◆ **WRITTEN INSTRUCTION**
Copy the records below line for line, keeping every character and line break unchanged, and leave the pictures out of your copy.

◆ **INPUT ROWS**

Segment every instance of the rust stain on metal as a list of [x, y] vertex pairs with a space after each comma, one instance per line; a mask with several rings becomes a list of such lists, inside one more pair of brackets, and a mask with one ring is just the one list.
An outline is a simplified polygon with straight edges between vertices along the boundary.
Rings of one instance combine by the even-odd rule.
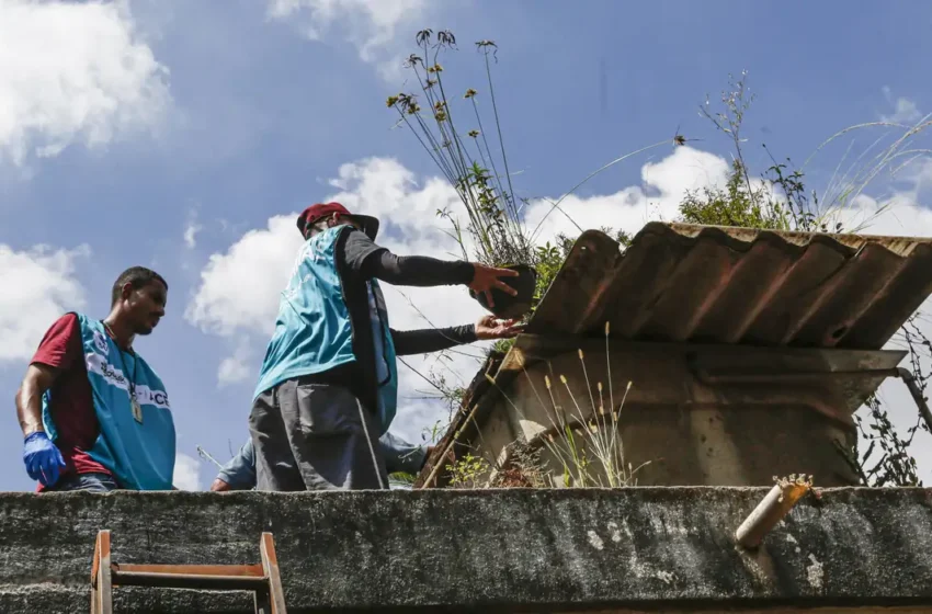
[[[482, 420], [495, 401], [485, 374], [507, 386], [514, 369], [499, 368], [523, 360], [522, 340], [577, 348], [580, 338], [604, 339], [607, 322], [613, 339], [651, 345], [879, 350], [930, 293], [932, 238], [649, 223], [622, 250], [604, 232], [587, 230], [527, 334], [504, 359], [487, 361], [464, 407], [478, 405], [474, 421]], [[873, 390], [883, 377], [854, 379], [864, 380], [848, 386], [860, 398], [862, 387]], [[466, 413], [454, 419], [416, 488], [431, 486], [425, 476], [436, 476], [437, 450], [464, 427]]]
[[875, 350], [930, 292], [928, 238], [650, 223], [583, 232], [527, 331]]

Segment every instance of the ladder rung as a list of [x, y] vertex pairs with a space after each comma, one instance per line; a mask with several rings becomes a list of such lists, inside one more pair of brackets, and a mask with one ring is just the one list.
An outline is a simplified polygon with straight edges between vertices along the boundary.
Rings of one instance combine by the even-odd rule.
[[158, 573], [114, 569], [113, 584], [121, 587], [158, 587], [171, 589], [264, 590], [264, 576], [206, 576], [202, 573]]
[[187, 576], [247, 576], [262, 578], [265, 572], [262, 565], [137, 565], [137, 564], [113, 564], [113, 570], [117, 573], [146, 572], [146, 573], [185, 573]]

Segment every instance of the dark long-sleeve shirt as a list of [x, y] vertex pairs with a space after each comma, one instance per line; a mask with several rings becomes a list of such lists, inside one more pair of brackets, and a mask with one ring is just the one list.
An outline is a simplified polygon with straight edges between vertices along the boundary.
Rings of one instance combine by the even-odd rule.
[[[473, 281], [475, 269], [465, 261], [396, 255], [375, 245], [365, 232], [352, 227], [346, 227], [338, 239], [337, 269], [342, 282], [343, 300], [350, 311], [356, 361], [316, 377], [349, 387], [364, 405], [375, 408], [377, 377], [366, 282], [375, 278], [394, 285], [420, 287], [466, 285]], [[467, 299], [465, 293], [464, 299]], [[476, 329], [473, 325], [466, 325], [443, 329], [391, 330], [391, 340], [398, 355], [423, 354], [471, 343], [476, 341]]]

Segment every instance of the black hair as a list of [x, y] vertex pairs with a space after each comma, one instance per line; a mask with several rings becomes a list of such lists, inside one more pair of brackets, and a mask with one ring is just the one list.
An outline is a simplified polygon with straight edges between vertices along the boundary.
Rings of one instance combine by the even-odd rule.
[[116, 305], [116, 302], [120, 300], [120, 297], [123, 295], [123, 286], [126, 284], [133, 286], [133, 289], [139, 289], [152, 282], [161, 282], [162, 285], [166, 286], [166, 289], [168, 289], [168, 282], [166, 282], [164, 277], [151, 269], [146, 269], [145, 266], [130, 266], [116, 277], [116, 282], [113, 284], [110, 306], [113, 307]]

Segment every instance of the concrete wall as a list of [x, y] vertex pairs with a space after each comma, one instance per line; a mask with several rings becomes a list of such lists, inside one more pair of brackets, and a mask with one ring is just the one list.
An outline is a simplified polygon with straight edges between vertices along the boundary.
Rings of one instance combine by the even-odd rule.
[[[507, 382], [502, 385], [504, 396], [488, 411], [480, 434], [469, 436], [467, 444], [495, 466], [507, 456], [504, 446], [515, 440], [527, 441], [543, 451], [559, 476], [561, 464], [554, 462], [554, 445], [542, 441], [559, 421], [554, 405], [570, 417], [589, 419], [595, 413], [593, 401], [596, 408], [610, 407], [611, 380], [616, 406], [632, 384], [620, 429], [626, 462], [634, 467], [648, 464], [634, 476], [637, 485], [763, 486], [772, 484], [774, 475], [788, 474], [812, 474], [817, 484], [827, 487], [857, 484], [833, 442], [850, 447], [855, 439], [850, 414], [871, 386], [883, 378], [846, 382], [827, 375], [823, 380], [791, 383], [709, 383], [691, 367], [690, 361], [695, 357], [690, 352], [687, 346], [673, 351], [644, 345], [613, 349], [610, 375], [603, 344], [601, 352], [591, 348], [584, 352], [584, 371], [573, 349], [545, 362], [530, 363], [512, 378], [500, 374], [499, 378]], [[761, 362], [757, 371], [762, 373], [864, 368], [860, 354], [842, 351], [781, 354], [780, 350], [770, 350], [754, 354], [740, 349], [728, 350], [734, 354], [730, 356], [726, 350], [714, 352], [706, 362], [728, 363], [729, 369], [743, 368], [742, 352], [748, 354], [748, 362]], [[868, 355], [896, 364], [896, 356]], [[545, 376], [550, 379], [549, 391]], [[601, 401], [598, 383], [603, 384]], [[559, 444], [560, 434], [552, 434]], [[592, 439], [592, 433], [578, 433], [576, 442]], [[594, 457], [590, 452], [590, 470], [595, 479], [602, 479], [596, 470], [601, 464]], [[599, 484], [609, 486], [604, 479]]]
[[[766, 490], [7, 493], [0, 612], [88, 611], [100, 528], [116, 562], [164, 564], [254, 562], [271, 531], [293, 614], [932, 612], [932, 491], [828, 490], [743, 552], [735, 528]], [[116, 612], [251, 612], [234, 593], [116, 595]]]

◆ **ANSWER TO THIS TASK**
Segment every instance of the rust stain on metal as a list of [x, y] vertex pairs with a space after each comma, one instance per line; a mask with several rings becomes a list of such lists, inside one more pair of brackets, and a mask with one ring is just the one list.
An outline is a simplified polygon with straight edges between vertices along the boundary.
Rings of one instance combine by the even-odd rule.
[[[482, 420], [495, 401], [485, 374], [507, 386], [514, 369], [499, 368], [523, 360], [522, 340], [577, 348], [580, 338], [604, 339], [607, 322], [613, 339], [651, 345], [879, 350], [930, 293], [932, 238], [649, 223], [622, 250], [604, 232], [587, 230], [527, 334], [504, 359], [487, 361], [464, 407], [478, 405], [474, 421]], [[873, 390], [883, 377], [854, 379], [864, 380], [848, 386], [860, 398], [862, 387]], [[466, 413], [454, 419], [416, 488], [431, 486], [425, 476], [436, 476], [437, 450], [464, 427]]]
[[875, 350], [930, 292], [928, 238], [650, 223], [583, 232], [527, 331]]

Segment every instance of the ladder rung as a list of [x, y] vertex pairs with a space after each comma, one instance per line; a mask with several rings becomes a list of such lists, inside one more pair of brackets, and a mask with one ring is just the one list.
An outline is a simplified polygon with straight edges between vertices along the boundary.
Rings of one instance combine by the even-odd rule.
[[158, 573], [114, 569], [113, 584], [121, 587], [158, 587], [171, 589], [264, 590], [264, 576], [206, 576], [202, 573]]
[[187, 576], [247, 576], [262, 578], [265, 572], [262, 565], [137, 565], [137, 564], [113, 564], [113, 570], [117, 573], [146, 572], [146, 573], [185, 573]]

Segment every instance of the dark long-sleeve shirt as a list of [x, y] vertex pairs with a space after each comma, one instance per line; a mask with several rings becomes a list of such lists, inside one more pair of brackets, and a mask with one ring is just the one list.
An outline is a simplified polygon with straight edges between vertices along the boundary.
Rings of one instance combine by the even-odd rule.
[[[473, 281], [475, 269], [465, 261], [396, 255], [375, 245], [365, 232], [352, 227], [346, 227], [338, 239], [337, 269], [342, 282], [343, 300], [350, 311], [356, 361], [316, 377], [349, 387], [364, 405], [375, 408], [377, 377], [366, 282], [375, 278], [394, 285], [420, 287], [466, 285]], [[467, 299], [465, 293], [464, 299]], [[476, 329], [473, 325], [466, 325], [443, 329], [391, 330], [391, 340], [398, 355], [423, 354], [471, 343], [476, 341]]]

Segment every instance of the black hair as a list of [x, y] vertex pairs with a space after each comma, one instance per line; a mask with several rings becomes a list of such lists, inside one more pair of brackets, and a mask with one ring is just the one list.
An outline is a simplified polygon with straight edges between vertices along the boundary.
Rings of one instance combine by the even-odd rule.
[[116, 305], [116, 302], [120, 300], [120, 297], [123, 295], [123, 286], [126, 284], [133, 286], [133, 289], [139, 289], [152, 282], [161, 282], [162, 285], [166, 286], [166, 289], [168, 289], [168, 282], [166, 282], [164, 277], [151, 269], [146, 269], [145, 266], [130, 266], [116, 277], [116, 282], [113, 284], [110, 306], [113, 307]]

Segment every instance of the concrete wall as a list of [x, y] vertex pairs with a space after each comma, one instance per line; a mask with several rings becomes a list of such lists, inside one more pair of brackets, and a mask with one ring is just the one list.
An outline is a simplified polygon with straight edges between vertices along the boundary.
Rings of one instance combine by the even-odd rule.
[[[507, 382], [502, 385], [504, 396], [488, 411], [480, 434], [469, 436], [467, 444], [495, 466], [507, 456], [504, 446], [515, 440], [527, 441], [543, 451], [559, 476], [561, 464], [554, 462], [554, 445], [542, 441], [559, 421], [554, 405], [570, 417], [589, 419], [595, 413], [593, 401], [596, 408], [610, 407], [611, 380], [616, 406], [632, 384], [620, 429], [626, 462], [634, 467], [648, 464], [634, 476], [637, 485], [763, 486], [772, 484], [774, 475], [788, 474], [812, 474], [817, 484], [827, 487], [857, 484], [833, 442], [850, 447], [855, 439], [850, 414], [871, 386], [883, 378], [846, 382], [827, 375], [823, 380], [791, 383], [709, 383], [691, 367], [690, 361], [695, 357], [690, 352], [687, 346], [673, 351], [644, 345], [613, 349], [610, 375], [603, 344], [601, 352], [591, 348], [584, 352], [584, 371], [573, 349], [545, 362], [530, 363], [512, 378], [500, 374], [499, 378]], [[761, 362], [757, 371], [762, 373], [864, 368], [860, 354], [842, 351], [781, 354], [780, 350], [770, 350], [754, 354], [740, 349], [728, 350], [734, 354], [730, 356], [726, 350], [714, 352], [706, 362], [728, 363], [729, 369], [743, 368], [742, 352], [748, 354], [748, 362]], [[868, 355], [896, 364], [896, 356]], [[545, 376], [550, 379], [549, 391]], [[601, 401], [598, 383], [603, 384]], [[559, 444], [560, 434], [552, 434]], [[592, 439], [592, 433], [578, 433], [576, 442]], [[594, 457], [590, 452], [590, 470], [595, 479], [602, 479], [596, 470], [601, 464]], [[599, 484], [609, 486], [604, 479]]]
[[[766, 490], [7, 493], [0, 612], [88, 611], [100, 528], [116, 562], [164, 564], [254, 562], [271, 531], [293, 614], [932, 612], [932, 491], [828, 490], [743, 552], [735, 528]], [[116, 612], [251, 612], [234, 593], [116, 595]]]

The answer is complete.